What you need to do:
#1 Reproduce the maternal mental health article word for word, starting at "This month, on" and ending at "always about funding.".
#2 Carry on the article about perinatal mental health and maternal suicide from its final sentence.

Document passage:

========================================

Statistics are showing that one in seven mothers who die between six weeks and a year of giving birth are killing themselves.
The leading body investigating maternal deaths in the UK says that suicide is the leading direct cause of maternal deaths in the year following childbirth, more than haemorrhage, pre-eclampsia or blood clots.
This means that undiagnosed and untreated psychiatric health conditions are quite simply killing women in the UK - and across the world.
It gets worse - mental stress during pregnancy could result in low birth weight of the baby, growth restriction, premature birth, pre-eclampsia, physical and mental health problems of the child later in life. However, it is important to remember that not all mothers/ babies are affected.
Raja Gangopadhyay is a Consultant Obstetrician and Gynaecologist with a special area of clinical interest in Perinatal Mental Health. He works tirelessly to highlight this plight and wants to reshape maternity services and educate us all.
He said: “Mental health conditions during pregnancy are more common than diabetes, high blood pressure (pre-eclampsia) or heart disease. Yet, it’s not treated with the same readiness or seriousness by the medical profession. I am not sure why we still classify health conditions into ‘physical’ and ‘mental’ when there is often an overlap.
“Suffering and deaths from perinatal mental health illnesses are often preventable if appropriate measures are taken during pregnancy and in the immediate postpartum period. The perinatal period could offer a very efficient opportunity to detect and address mental health conditions as mothers have so many interactions with health care professionals during this period.
“However, this has remained neglected in many parts of the UK’s Maternity Services, there is a lack of uniformity on the perinatal mental health pathways within the Maternity Units across the country. So many mothers do not get adequate information and support during pregnancy.”
Doctor Gangopadhyay believes that urgent work is needed in this area and over the last few years he has raised his concerns regarding the need of better care within the Maternity Services with senior team members of all relevant Royal Colleges, the Maternal Mental Health Alliance, NHS England, the Maternity Review (2015-16), MPs and the Policy makers. He sincerely hopes that his concerns are acted upon soon.
In a bid to raise awareness he attended the All Party Parliamentary Group ‘1001 Critical Days’ meetings at the House of Commons to discuss the role of the Maternity Services and also spoke at a debate last year at the House of Lords.
This month, on November 20 he held his second debate at the House of Commons and gathering professionals and lay people from across the globe to discuss the ‘Importance of addressing Mental Health during pregnancy.’ This event had a great impact on the social media and reached 22.2 million Twitter impression alone.
He says that education and information should start early in the pregnancy and if possible, even before the pregnancy to minimise the risk.
He added: “Sadly the perinatal mental health has remained a ‘Cinderella’ in Obstetrics but the care is NOT always about funding.
“We as health care professionals must never forget priceless human values such as kindness, listening and use of sensible appropriate words during interaction with the mothers and their families. We must remember to put the mothers and their families first and foremost of everything we do. They are over and above any ‘clinical criteria’/ ‘guidelines’/ ‘pathway.’”

========================================

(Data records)
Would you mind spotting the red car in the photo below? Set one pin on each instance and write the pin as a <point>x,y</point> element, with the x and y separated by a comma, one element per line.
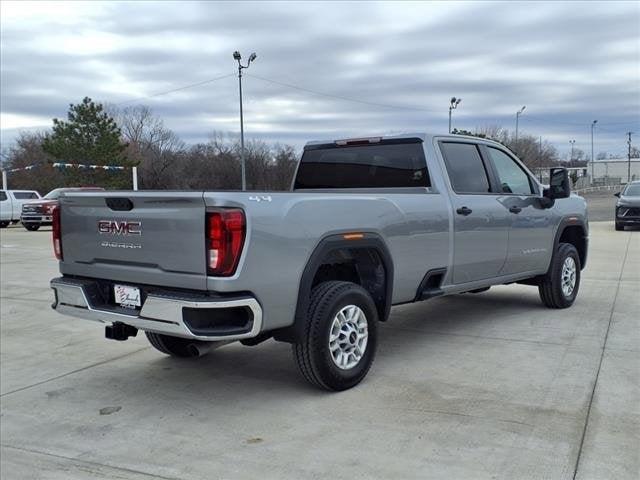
<point>38,212</point>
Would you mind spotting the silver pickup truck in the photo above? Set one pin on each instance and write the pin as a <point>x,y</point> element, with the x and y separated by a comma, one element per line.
<point>370,223</point>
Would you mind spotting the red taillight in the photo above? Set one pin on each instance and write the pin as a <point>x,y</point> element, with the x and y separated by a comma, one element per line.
<point>225,236</point>
<point>57,241</point>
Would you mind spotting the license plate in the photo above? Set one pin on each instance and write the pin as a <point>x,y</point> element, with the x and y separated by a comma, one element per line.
<point>127,296</point>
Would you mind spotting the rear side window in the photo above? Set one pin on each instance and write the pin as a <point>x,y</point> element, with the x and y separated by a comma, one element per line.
<point>25,195</point>
<point>465,168</point>
<point>365,166</point>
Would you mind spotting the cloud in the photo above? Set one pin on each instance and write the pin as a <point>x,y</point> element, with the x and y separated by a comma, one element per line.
<point>569,62</point>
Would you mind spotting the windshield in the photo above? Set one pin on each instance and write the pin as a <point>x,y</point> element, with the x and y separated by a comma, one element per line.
<point>632,190</point>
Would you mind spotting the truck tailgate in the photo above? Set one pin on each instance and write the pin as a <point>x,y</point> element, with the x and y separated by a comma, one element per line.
<point>152,238</point>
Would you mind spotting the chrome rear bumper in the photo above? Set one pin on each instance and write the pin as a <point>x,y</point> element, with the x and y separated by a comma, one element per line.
<point>160,312</point>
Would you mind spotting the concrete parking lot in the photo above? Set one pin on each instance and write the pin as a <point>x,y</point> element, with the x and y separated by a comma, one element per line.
<point>486,386</point>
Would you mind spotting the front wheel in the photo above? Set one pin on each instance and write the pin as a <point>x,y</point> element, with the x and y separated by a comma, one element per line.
<point>559,287</point>
<point>340,336</point>
<point>32,227</point>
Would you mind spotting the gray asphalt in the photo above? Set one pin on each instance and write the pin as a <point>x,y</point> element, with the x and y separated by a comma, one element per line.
<point>486,386</point>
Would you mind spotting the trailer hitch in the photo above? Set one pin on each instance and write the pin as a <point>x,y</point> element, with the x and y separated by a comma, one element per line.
<point>119,331</point>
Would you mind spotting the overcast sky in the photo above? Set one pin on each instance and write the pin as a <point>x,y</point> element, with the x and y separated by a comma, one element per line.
<point>568,62</point>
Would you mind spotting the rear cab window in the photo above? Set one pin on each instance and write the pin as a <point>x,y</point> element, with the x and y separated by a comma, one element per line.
<point>388,164</point>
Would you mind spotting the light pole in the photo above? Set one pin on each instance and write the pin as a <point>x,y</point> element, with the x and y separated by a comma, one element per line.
<point>629,158</point>
<point>518,113</point>
<point>593,159</point>
<point>572,142</point>
<point>238,57</point>
<point>452,106</point>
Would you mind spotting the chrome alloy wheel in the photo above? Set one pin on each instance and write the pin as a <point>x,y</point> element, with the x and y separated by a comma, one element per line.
<point>568,276</point>
<point>348,337</point>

========================================

Answers provided:
#1
This month, on November 20 he held his second debate at the House of Commons and gathering professionals and lay people from across the globe to discuss the ‘Importance of addressing Mental Health during pregnancy.’ This event had a great impact on the social media and reached 22.2 million Twitter impression alone.
He says that education and information should start early in the pregnancy and if possible, even before the pregnancy to minimise the risk.
He added: “Sadly the perinatal mental health has remained a ‘Cinderella’ in Obstetrics but the care is NOT always about funding.

#2
A perinatal mental health condition can affect ANYONE, irrespective of their ethnicity, cultural, financial, educational and professional background during pregnancy and one year of childbirth.
Raja says nobody is immune and every single pregnancy can result in postpartum psychosis or post-natal depression (PND) without any warning. It can happen to ANY mother even without a history of mental health problems before pregnancy.
Seven out of ten mothers who discontinue their medication during pregnancy, could have a relapse of their mental health symptoms, therefore, medications should not be suddenly stopped without medical advice. Depression during pregnancy is almost equally common as PND, therefore the symptoms should not be ignored.
He added: “At least ten percent of women develop mental illness during pregnancy and within one year of childbirth. Many mothers suffer in silence due to stigma, shame and fear of the baby being removed by social services. These sad deaths and suffering are often preventable.
“Finally, we must believe that ‘it is possible to make a difference’ through collaboration, working together with and (most importantly) listening to the mothers, their families and the wider community.
“If the pregnant mother is worried or depressed they may feel lacking in self-esteem. There is so much stigma attached to feeling low during pregnancy and that is one of the reasons it gets worse. They don’t talk about it and get the help they desperately need.
“One of the very big fears is that the child may be removed by social services but this is a complete myth. The very existence of mother and baby units show us that the health professionals acknowledge that the best place for the child is with their mother.
“Mental health conditions are killing more new mums within the first year of childbirth than any other pregnancy related illness. We all have a role to play to save the valuable lives of the mothers.
“This is an illness. It needs care, it needs support and it needs treatment, like any other health condition. With appropriate care, all women can recover.
“From the ‘Parliament to Pub’, we all need to be talking about this and listening to and taking extra care of the pregnant women in all of our lives."